**SUPPLIED PASSAGE**
━━━━━━━━━━━━━━━━━━━━
JONES: What’s your appraisal of technetium for this purpose?

HALPERN: All right. In the case of the technetium, the only reason you’re seeing it is because of the enormous photon flux of technetium. Technetium’s got a six hour half-life. You can inject 30 millicuries into somebody. The most you’re going to inject of indium is 5 millicuries, so you get six times as much in. You can use low-energy, ultra-high resolution collimation, you don’t have to worry about rad dose to the patient. If it was worthwhile, you could go even much higher than that without harming the patient. And so, the technetium is going to show you a lot based upon photon flux. On the other hand, given the clearance of the compound from the vascular compartment, the background is going to remain relatively high, so there’s going to be whole areas of the body denied to you. Anything overlying a blood vessel, that sort of stuff, you’re going to be at its mercy, so I believe that the technetium will have a problem. When you take out a piece of the technetium labeled compound and you look at it, you get even less in the [?] injected dose per gram in the tumor than you do with the indium, because the indium is floating around longer, it takes a longer time to acquire.

JONES: But it might be preferable for certain indications?

HALPERN: Yeah, it would be, if you were trying to label something where you were getting the isotope into fast, like trying to image cholesterol placque, or something like that. I’m involved with a project of that nature now, with the lipid research group here. We’re using technetium.
━━━━━━━━━━━━━━━━━━━━
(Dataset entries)
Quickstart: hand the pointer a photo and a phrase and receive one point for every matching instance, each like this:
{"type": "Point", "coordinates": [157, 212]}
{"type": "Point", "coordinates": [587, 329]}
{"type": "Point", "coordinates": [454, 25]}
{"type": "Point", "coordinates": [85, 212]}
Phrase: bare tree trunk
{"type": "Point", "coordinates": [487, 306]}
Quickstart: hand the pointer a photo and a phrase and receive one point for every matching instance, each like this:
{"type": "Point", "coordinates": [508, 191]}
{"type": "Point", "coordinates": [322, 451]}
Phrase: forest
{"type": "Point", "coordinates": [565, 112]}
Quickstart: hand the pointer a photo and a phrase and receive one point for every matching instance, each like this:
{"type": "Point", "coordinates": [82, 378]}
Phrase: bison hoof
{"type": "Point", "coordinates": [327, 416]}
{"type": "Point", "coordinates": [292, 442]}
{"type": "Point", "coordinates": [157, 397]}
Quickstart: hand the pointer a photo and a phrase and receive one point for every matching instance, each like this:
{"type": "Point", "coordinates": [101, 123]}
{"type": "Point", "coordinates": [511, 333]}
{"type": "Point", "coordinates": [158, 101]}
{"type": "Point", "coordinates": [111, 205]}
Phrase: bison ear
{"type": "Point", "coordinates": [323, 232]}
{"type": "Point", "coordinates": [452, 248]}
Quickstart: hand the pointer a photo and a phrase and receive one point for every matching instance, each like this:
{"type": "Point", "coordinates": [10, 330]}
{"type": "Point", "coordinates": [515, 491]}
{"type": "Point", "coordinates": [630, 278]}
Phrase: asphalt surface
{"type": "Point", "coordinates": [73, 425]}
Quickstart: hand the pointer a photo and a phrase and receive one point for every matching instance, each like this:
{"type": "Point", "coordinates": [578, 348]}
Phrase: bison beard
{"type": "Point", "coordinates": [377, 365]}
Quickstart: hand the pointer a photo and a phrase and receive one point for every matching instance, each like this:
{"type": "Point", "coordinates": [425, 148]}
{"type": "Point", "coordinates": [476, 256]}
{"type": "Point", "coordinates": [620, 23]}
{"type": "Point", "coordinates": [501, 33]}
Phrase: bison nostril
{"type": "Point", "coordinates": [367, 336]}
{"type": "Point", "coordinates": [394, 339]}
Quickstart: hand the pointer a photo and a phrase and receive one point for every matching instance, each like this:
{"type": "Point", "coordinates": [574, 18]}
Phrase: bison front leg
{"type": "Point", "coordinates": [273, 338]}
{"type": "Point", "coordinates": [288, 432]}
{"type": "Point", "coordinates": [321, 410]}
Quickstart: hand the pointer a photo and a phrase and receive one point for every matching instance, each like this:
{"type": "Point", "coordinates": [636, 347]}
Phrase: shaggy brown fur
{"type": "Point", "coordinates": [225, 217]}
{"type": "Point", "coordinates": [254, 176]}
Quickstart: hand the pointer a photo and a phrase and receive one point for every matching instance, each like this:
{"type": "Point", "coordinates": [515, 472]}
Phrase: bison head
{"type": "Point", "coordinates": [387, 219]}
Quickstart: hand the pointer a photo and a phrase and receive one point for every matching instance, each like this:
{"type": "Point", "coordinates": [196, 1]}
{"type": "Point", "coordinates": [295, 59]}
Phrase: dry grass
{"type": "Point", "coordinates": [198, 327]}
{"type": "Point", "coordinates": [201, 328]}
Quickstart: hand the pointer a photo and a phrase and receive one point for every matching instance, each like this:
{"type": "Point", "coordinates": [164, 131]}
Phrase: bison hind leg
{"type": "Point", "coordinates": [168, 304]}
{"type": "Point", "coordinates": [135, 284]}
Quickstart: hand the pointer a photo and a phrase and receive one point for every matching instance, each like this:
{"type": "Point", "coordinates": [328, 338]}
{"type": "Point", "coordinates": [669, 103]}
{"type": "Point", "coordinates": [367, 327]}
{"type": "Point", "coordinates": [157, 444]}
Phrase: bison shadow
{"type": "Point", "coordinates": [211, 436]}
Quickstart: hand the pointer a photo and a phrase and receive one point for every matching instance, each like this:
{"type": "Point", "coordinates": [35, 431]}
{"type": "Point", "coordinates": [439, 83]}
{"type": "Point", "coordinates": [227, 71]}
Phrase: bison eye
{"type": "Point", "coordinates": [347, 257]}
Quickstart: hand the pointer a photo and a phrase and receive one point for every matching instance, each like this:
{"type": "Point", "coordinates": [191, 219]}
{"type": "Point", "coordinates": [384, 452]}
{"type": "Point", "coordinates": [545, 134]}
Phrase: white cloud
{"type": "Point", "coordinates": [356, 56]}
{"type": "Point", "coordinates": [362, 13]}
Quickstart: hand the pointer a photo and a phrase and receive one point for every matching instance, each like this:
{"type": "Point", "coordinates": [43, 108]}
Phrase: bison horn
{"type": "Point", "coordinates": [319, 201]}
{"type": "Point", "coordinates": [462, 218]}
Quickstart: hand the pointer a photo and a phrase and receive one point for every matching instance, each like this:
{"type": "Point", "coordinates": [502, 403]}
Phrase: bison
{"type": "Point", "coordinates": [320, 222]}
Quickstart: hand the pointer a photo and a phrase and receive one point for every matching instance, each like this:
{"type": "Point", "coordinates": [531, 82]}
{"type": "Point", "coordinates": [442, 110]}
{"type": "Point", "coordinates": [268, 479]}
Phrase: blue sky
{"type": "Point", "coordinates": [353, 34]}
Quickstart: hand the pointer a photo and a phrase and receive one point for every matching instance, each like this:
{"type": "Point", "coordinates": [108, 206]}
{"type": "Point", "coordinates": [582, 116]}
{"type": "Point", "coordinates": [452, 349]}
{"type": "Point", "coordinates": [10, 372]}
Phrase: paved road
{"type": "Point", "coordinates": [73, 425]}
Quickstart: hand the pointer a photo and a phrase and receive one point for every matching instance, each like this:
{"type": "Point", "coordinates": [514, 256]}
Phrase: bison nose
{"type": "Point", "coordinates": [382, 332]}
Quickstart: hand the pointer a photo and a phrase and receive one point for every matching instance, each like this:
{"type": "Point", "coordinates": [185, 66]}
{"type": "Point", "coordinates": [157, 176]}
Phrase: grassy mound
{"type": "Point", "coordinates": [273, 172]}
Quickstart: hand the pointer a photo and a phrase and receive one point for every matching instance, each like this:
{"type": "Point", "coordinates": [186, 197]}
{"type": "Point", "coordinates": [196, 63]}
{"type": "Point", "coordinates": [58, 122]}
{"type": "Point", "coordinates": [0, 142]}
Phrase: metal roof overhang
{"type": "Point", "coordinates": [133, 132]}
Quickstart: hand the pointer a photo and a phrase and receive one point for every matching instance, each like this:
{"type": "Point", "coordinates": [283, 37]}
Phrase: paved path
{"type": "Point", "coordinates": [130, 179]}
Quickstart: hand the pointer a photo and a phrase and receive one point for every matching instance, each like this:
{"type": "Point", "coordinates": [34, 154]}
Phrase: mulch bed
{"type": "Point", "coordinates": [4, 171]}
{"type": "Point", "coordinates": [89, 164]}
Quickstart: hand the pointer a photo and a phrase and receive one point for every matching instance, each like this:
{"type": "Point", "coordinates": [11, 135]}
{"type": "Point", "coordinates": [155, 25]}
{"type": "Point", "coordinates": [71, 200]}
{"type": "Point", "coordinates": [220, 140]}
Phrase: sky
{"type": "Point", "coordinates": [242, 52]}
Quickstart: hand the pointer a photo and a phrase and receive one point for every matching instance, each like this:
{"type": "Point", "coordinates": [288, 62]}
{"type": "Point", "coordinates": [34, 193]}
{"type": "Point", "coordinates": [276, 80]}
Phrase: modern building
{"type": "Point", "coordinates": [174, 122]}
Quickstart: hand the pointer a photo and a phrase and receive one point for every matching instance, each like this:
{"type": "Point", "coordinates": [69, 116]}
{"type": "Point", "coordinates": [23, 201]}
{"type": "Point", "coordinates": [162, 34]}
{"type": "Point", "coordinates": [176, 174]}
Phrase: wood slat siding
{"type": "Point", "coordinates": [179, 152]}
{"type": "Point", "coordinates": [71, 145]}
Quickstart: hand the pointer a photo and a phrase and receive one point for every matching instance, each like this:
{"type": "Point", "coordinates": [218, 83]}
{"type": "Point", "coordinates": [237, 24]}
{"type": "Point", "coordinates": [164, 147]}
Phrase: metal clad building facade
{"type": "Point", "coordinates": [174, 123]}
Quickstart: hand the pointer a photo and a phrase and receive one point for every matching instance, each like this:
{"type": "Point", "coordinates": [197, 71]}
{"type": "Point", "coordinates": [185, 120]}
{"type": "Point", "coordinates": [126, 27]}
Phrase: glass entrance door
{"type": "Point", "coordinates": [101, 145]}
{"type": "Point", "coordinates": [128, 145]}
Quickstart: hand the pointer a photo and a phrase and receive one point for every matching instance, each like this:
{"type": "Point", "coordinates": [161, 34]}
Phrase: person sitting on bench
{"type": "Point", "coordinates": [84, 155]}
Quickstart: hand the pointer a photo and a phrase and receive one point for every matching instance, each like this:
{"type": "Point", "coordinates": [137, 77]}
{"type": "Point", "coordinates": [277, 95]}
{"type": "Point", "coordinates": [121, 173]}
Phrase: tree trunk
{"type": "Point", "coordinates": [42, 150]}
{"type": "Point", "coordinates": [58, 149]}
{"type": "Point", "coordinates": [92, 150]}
━━━━━━━━━━━━━━━━━━━━
**WHAT YOU NEED TO DO**
In the interview about technetium, what is the most indium that would be injected into a patient?

**REPLY TO THE EXERCISE**
5 millicuries.